++++ DATA ROWS ++++

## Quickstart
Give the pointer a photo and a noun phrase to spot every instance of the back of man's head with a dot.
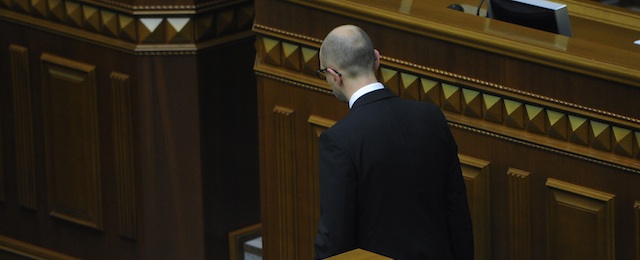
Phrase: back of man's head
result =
(349, 50)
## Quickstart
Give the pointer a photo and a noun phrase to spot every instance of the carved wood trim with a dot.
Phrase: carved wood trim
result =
(519, 185)
(476, 175)
(554, 125)
(147, 30)
(29, 251)
(123, 154)
(25, 162)
(575, 208)
(479, 40)
(72, 160)
(285, 150)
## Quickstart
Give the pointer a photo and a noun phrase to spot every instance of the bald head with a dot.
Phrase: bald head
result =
(349, 50)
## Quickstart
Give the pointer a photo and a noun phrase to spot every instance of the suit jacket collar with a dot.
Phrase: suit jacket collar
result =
(372, 97)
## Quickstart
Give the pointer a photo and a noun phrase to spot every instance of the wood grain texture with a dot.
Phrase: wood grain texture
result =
(72, 149)
(23, 114)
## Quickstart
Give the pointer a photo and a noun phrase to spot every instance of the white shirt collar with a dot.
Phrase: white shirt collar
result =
(364, 90)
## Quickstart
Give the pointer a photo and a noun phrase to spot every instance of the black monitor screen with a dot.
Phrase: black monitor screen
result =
(538, 14)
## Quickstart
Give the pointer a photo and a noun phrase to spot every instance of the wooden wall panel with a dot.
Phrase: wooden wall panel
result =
(71, 140)
(476, 177)
(123, 154)
(575, 210)
(285, 183)
(520, 237)
(24, 151)
(15, 249)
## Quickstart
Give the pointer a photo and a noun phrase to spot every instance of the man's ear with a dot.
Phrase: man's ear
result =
(377, 63)
(336, 78)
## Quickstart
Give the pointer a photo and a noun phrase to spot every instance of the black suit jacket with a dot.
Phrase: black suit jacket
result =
(390, 183)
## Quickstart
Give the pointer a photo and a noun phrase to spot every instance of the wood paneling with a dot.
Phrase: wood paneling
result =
(25, 162)
(575, 210)
(285, 183)
(144, 129)
(71, 140)
(564, 139)
(476, 175)
(520, 236)
(124, 161)
(15, 249)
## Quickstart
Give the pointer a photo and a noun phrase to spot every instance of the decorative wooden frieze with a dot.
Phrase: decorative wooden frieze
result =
(143, 29)
(23, 110)
(514, 115)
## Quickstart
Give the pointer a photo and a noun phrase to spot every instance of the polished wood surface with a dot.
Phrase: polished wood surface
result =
(547, 129)
(128, 128)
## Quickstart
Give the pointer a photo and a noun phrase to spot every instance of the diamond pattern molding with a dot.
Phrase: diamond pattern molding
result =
(132, 27)
(483, 107)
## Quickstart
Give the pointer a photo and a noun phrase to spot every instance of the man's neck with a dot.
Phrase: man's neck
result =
(363, 91)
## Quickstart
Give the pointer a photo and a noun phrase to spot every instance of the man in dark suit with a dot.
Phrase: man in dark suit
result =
(390, 178)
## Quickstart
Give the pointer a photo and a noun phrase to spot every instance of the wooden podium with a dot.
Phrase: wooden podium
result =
(547, 126)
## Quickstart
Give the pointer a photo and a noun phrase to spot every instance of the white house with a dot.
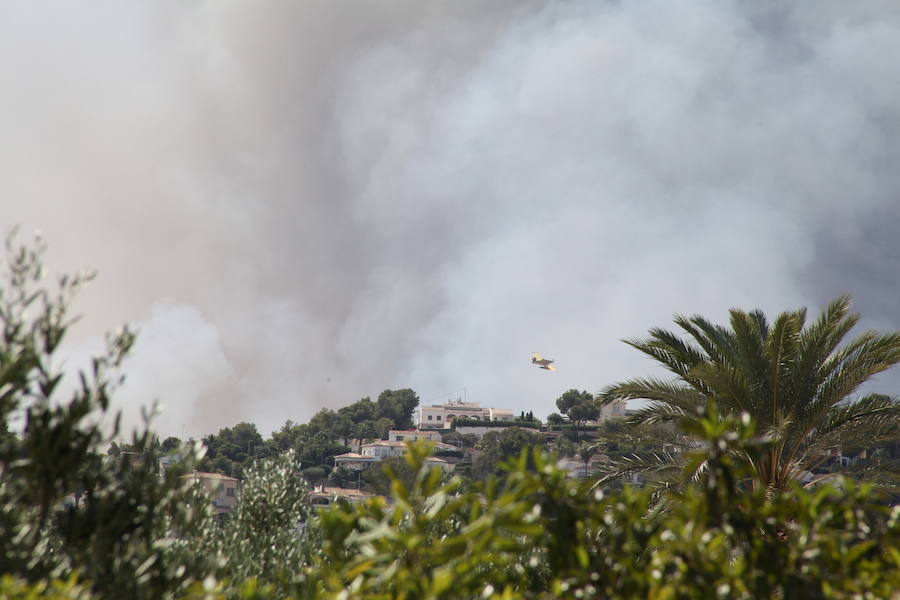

++++

● **EXERCISE**
Count the lines in the data above that contain the string "neck", treating uppercase and lowercase as different. Reply with the number alone.

● **ANSWER FOR THE TASK**
2